Work to complete
Rewrite the lines below as a JSON list of strings, with one string per line and no blank lines.

Begin

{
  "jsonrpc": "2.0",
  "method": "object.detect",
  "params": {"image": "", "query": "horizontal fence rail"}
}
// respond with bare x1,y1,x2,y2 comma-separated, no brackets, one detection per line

End

Exercise result
[
  "{",
  "  \"jsonrpc\": \"2.0\",",
  "  \"method\": \"object.detect\",",
  "  \"params\": {\"image\": \"\", \"query\": \"horizontal fence rail\"}",
  "}",
  "// respond with bare x1,y1,x2,y2 comma-separated, no brackets, one detection per line"
]